When the coronavirus first spread around the world and country after country went into reluctant lockdown for two, maybe three weeks, we thought, okay, we’ll get through this short stretch and move on. Then the stay-home orders were extended, and businesses were in serious jeopardy. A too-soon too-loose re-opening in many places simply prolonged the pandemic. And now we’re in will-this-ever-end limbo, wearing masks, waiting on vaccines, and avoiding places with quarantines, which puts a huge damper on air travel. And, by extension of course, aviation training.
As I was calling around the industry recently via Zoom, Teams, Skype, WhatsApp and traditional telephone, I expected to hear tales of devastation from simulation device manufacturers and training providers.
What I heard about instead was innovation.
Technicians can’t travel to install a new simulator? Partner with a company in country and coach them through it.
Classrooms closed? Expand and enhance remote training capabilities. Keep the students on the path to flight.

※ ※ ※

__Exercise objective__. Decide whether each statement agrees with the text on aviation training during the pandemic, answering yes or no and quoting the deciding words. 1. The writer expected to hear of devastation from simulation device manufacturers and training providers. 2. The first lockdowns were expected to last several months. 3. When technicians can't travel to install a simulator, the text proposes partnering with a company in country. Rely only on the text above.

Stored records
※ ※ ※

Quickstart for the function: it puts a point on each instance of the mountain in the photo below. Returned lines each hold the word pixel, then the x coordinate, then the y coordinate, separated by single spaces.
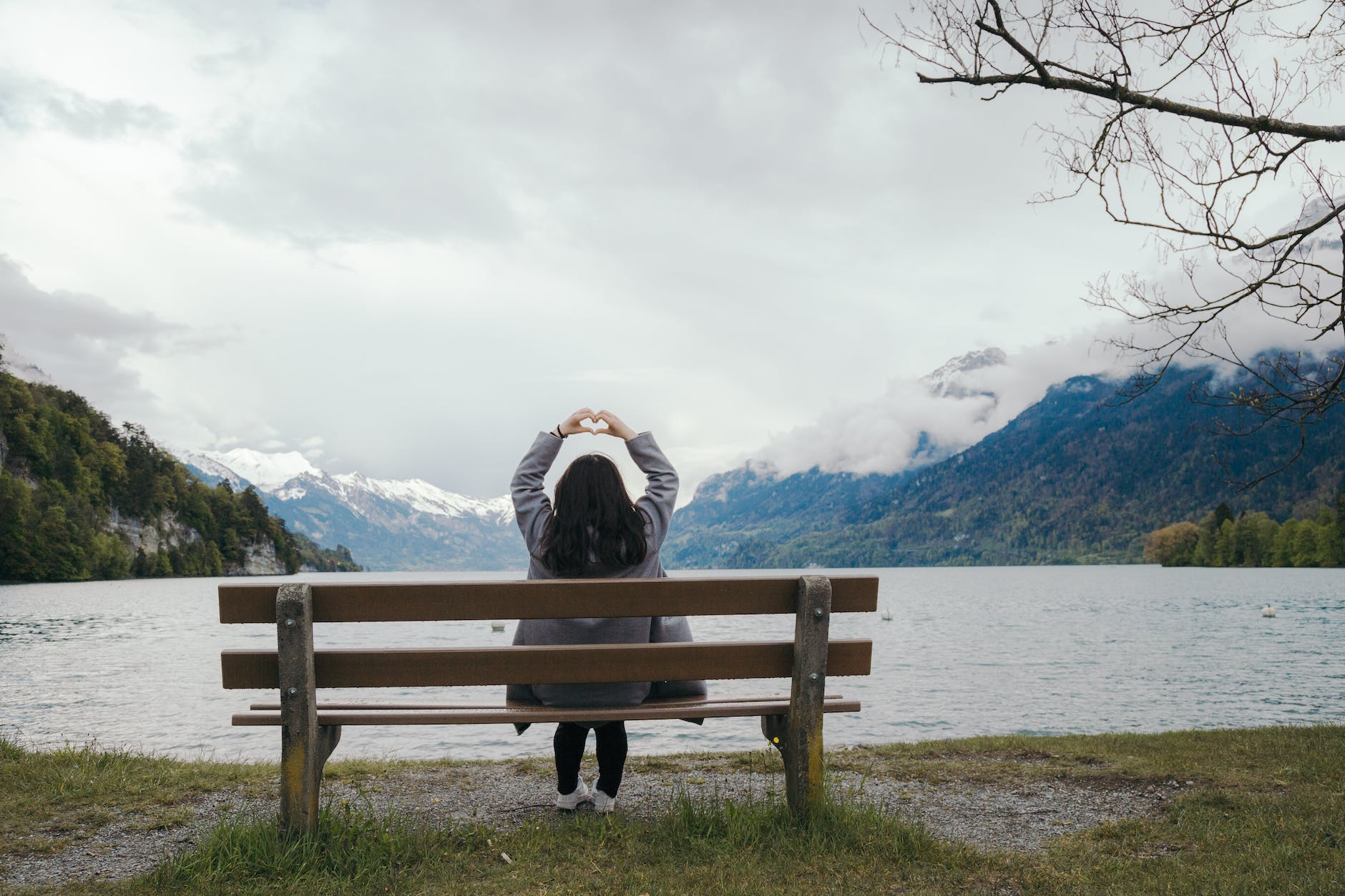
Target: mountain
pixel 389 523
pixel 84 499
pixel 1074 478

※ ※ ※

__Response box__.
1. Yes: "I expected to hear tales of devastation from simulation device manufacturers and training providers."
2. No: "went into reluctant lockdown for two, maybe three weeks"
3. Yes: "Partner with a company in country and coach them through it."